- **Tasks**:
a: Answer these questions using the passage on prompting with large language models:
(i) Which pre-trained language models does it name as examples?
(ii) What kinds of content can prompts contain?
(iii) In supervised classification, what does a model output after the training phase?
b: Write the next part of the passage on prompting with large language models, picking up after its last sentence.

In supervised classification tasks, a machine learning model is provided
with an input, and after the training phase, it outputs one or more labels
from a fixed set of classes. Recent developments of large pre-trained
language models (LLMs), such as BERT, T5 and GPT-3, gave rise to a novel
approach to such tasks, namely prompting.
In prompting, there is
usually no further training required (although fine-tuning is still an
option), and instead, the input to the model is extended with an additional
text specific to the task – a prompt. Prompts can contain questions about
the current sample, examples of input-output pairs or task descriptions.
Using prompts as clues, a LLM can infer from its implicit knowledge the
intended outputs in a zero-shot fashion.

- **Data extracted from a collection**:
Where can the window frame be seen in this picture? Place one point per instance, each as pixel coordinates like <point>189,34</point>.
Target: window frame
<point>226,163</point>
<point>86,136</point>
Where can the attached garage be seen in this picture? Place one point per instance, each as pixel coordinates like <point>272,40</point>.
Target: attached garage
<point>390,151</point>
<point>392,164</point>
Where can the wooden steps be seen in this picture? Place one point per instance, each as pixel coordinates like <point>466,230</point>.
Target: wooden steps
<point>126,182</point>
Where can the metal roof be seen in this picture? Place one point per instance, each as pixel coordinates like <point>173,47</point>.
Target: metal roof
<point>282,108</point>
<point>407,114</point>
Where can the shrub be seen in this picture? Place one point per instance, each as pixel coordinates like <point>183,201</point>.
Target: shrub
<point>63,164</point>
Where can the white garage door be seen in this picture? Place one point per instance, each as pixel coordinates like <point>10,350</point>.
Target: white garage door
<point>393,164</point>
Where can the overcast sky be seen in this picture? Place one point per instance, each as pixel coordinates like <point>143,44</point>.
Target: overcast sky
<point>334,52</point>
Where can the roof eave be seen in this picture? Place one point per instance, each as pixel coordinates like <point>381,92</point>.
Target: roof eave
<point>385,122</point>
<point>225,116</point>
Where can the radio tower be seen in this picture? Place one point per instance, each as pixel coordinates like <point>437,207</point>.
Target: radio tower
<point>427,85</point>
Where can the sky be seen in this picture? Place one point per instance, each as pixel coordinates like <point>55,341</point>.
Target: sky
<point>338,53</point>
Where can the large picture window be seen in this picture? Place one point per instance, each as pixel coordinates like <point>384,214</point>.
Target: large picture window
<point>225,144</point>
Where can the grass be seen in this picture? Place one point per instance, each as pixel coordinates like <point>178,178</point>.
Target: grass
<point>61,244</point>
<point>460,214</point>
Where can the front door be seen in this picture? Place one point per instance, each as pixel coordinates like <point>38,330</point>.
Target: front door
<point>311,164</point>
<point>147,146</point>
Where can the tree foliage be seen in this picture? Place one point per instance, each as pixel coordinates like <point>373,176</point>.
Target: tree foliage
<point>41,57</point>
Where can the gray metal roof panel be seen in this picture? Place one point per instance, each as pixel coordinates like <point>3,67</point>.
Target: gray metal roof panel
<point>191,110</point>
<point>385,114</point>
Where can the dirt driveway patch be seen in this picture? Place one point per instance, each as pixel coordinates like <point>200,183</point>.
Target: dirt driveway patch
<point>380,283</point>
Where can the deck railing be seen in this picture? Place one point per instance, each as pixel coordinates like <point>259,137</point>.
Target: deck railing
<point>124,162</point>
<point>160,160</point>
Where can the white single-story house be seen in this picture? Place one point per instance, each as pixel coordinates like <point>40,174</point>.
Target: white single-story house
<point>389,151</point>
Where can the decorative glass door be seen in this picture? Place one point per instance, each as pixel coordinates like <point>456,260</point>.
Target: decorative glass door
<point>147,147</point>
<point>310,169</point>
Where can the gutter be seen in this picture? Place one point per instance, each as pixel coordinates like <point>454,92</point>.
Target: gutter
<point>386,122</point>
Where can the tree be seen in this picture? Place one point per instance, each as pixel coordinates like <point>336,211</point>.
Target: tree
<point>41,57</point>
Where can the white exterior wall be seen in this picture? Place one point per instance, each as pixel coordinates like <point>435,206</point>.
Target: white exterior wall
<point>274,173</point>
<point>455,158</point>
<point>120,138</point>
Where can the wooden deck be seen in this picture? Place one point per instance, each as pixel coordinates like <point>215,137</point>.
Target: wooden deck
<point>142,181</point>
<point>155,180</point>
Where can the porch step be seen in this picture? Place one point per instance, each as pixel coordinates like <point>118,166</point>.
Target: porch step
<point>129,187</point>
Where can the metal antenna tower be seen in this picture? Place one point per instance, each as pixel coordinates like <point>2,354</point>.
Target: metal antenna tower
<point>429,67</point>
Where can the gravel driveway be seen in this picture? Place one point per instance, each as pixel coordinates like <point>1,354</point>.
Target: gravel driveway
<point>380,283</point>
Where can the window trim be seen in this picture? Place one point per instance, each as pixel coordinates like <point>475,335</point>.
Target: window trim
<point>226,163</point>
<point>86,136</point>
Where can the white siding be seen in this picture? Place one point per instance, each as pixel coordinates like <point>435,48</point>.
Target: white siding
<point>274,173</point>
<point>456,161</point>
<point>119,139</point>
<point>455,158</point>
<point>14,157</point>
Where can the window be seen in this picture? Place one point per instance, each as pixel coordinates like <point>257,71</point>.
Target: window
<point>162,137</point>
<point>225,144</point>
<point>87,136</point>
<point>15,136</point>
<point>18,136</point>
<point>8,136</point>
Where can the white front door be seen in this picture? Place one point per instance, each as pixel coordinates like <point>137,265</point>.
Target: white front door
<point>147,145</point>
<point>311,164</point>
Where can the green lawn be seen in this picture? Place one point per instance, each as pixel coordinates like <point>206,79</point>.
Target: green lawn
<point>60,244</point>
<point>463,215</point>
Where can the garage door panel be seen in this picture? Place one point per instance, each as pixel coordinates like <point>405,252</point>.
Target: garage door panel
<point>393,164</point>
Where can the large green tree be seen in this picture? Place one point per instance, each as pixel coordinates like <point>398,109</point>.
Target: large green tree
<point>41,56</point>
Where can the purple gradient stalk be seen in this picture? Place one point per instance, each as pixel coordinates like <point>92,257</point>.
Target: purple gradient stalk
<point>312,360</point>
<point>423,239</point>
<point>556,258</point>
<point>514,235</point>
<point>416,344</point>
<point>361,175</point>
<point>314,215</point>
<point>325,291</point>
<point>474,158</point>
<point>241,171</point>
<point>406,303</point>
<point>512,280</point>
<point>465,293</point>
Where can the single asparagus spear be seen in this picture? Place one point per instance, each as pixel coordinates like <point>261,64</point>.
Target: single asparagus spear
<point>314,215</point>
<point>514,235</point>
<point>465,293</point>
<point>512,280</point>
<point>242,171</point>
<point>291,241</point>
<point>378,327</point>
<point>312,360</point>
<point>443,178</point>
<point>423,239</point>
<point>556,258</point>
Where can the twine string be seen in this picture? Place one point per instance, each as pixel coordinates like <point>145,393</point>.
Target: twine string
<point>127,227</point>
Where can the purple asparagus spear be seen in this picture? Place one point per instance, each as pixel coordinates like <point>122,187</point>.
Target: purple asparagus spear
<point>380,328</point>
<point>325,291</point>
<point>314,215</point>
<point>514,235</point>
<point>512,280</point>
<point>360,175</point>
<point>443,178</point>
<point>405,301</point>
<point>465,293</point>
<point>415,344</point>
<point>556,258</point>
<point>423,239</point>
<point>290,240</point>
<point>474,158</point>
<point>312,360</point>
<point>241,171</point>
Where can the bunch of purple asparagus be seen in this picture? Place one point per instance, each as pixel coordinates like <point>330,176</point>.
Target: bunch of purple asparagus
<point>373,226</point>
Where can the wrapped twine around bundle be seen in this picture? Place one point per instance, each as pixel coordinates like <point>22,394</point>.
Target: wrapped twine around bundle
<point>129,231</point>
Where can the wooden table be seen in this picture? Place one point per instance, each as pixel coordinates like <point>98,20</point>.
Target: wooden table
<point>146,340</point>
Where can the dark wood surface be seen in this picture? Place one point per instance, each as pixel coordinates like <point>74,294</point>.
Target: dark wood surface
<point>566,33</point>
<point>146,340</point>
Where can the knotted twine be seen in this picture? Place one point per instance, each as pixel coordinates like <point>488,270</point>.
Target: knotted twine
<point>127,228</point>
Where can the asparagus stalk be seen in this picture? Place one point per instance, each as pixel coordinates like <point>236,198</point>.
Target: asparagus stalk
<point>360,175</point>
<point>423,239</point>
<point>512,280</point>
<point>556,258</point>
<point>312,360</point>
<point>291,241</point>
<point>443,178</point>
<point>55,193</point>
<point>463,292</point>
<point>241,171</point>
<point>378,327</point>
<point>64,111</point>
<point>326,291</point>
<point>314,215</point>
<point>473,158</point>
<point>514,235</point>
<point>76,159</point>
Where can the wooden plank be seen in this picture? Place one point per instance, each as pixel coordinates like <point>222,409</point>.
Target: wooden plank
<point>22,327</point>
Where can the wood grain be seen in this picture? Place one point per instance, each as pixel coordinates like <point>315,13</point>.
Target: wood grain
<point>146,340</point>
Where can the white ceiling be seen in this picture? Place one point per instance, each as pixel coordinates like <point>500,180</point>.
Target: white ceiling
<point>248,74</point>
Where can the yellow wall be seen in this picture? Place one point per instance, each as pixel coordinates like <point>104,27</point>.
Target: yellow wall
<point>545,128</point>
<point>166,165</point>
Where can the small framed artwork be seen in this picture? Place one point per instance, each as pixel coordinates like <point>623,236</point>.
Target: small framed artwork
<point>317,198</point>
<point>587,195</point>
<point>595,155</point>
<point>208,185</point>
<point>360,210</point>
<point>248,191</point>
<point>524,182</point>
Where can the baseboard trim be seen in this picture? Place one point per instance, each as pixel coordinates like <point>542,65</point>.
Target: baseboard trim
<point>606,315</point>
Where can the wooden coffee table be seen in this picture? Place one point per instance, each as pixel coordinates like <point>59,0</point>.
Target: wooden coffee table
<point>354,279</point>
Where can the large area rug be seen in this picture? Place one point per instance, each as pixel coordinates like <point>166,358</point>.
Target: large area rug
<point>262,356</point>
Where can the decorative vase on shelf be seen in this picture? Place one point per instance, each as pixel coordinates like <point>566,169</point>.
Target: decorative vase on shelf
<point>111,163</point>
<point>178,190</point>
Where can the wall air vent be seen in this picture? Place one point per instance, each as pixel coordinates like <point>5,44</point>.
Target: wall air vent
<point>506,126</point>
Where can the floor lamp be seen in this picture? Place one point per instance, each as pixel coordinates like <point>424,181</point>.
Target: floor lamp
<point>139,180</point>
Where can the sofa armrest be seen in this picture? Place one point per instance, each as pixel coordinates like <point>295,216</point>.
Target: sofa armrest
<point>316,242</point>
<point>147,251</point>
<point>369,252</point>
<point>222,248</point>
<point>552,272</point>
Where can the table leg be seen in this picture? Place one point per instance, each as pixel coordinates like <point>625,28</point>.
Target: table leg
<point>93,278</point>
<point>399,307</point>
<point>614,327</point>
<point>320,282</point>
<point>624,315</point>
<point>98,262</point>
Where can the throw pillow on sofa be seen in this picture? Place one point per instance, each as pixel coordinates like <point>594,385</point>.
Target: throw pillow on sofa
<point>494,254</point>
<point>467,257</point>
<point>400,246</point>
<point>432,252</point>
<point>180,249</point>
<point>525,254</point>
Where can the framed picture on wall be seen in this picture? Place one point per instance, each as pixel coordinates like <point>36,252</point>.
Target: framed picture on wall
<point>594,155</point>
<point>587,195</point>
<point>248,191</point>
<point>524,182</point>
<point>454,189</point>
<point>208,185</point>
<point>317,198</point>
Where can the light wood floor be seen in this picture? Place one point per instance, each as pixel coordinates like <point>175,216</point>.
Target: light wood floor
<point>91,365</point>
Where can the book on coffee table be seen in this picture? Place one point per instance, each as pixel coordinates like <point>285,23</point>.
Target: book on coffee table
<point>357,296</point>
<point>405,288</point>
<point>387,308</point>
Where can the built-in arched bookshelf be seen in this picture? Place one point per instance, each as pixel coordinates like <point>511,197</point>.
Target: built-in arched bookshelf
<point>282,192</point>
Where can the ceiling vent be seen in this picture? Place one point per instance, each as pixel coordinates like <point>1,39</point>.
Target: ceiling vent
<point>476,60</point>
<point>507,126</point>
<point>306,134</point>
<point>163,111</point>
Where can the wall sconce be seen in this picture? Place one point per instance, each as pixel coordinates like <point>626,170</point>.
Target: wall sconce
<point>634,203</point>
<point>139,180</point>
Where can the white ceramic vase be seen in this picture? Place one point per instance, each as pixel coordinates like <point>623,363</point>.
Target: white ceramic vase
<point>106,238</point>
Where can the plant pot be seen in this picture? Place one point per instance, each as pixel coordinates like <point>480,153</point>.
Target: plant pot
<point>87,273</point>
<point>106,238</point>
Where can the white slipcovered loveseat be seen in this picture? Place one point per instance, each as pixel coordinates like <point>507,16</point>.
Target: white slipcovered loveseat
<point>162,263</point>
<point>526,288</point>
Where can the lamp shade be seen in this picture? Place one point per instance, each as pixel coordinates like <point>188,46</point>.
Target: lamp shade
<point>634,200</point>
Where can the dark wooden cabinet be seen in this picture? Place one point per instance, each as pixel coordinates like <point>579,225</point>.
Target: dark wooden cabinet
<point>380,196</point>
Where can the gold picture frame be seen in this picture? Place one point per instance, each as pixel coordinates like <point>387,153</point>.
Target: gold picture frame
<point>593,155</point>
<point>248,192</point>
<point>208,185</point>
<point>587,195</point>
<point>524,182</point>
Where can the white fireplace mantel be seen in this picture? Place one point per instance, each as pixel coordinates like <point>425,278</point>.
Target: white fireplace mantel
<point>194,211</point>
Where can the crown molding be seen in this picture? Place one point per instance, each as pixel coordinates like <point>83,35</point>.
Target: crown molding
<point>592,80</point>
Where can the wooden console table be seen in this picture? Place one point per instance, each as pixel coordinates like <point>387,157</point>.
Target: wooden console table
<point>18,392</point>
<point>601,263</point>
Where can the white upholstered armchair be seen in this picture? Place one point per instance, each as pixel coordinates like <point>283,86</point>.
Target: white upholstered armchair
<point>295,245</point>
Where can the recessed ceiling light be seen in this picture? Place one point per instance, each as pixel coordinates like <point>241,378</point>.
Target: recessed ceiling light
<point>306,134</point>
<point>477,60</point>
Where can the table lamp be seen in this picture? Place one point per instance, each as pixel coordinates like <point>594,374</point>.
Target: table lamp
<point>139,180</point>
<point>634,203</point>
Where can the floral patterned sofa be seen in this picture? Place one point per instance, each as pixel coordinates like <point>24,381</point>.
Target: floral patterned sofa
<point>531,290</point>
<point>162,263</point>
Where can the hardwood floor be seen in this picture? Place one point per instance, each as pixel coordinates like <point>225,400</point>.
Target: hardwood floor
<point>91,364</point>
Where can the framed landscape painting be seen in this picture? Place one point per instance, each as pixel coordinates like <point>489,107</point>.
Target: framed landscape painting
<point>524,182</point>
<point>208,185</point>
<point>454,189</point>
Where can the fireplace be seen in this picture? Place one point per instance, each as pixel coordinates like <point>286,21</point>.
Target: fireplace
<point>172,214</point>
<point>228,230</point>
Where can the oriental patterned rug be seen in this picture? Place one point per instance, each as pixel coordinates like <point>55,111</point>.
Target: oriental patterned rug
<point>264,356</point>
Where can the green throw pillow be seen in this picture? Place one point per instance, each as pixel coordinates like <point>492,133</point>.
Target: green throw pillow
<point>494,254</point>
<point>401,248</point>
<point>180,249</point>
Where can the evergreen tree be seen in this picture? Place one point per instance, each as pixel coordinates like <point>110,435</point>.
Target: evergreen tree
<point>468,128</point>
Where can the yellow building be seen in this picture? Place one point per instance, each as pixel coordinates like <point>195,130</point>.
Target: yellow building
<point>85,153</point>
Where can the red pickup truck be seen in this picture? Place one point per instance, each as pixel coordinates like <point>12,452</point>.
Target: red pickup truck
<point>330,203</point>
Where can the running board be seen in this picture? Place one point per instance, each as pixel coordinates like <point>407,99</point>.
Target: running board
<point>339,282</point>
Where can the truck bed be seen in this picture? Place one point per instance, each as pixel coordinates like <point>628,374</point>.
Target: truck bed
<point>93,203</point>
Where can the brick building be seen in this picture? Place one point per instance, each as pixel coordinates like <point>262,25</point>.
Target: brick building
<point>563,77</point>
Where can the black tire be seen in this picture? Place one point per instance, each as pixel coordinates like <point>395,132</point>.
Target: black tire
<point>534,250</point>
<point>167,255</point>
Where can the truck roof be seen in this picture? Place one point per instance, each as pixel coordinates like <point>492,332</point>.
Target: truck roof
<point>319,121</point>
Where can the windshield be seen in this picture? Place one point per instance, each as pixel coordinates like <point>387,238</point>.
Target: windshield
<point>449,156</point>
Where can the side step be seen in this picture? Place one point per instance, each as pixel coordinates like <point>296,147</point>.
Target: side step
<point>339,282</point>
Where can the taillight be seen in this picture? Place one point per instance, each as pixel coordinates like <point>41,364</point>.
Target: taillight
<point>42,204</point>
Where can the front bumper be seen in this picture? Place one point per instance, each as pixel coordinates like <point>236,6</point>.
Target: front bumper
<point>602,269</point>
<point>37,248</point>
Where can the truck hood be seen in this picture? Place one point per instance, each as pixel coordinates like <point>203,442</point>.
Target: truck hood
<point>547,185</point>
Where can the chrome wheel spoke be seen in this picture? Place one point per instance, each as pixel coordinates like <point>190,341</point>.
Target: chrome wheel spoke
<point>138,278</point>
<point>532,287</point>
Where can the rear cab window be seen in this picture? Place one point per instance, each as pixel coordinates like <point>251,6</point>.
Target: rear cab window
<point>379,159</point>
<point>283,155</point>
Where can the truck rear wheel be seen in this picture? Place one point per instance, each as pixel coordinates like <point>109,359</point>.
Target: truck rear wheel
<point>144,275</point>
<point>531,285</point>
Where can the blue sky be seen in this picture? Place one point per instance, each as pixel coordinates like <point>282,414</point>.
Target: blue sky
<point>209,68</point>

- **Per-task outputs**:
a:
(i) BERT, T5 and GPT-3.
(ii) Questions about the current sample, examples of input-output pairs, or task descriptions.
(iii) One or more labels from a fixed set of classes.

b:
Legal prompt engineering is the process of creating, evaluating, and
recommending prompts for legal NLP tasks. It would enable legal experts to
perform legal NLP tasks, such as annotation or search, by simply querying
large LLMs in natural language.
In this presentation, we investigate
prompt engineering for the task of legal judgement prediction (LJP). We use
data from the Swiss Federal Supreme Court and the European Court of Human
Rights, and we compare various prompts for LJP using multilingual LLMs
(mGPT, GPT-J-6B, etc.) in a zero-shot manner. We find that our approaches
achieve promising results, but the long documents in the legal domain are
still a challenge compared to single sentence inputs.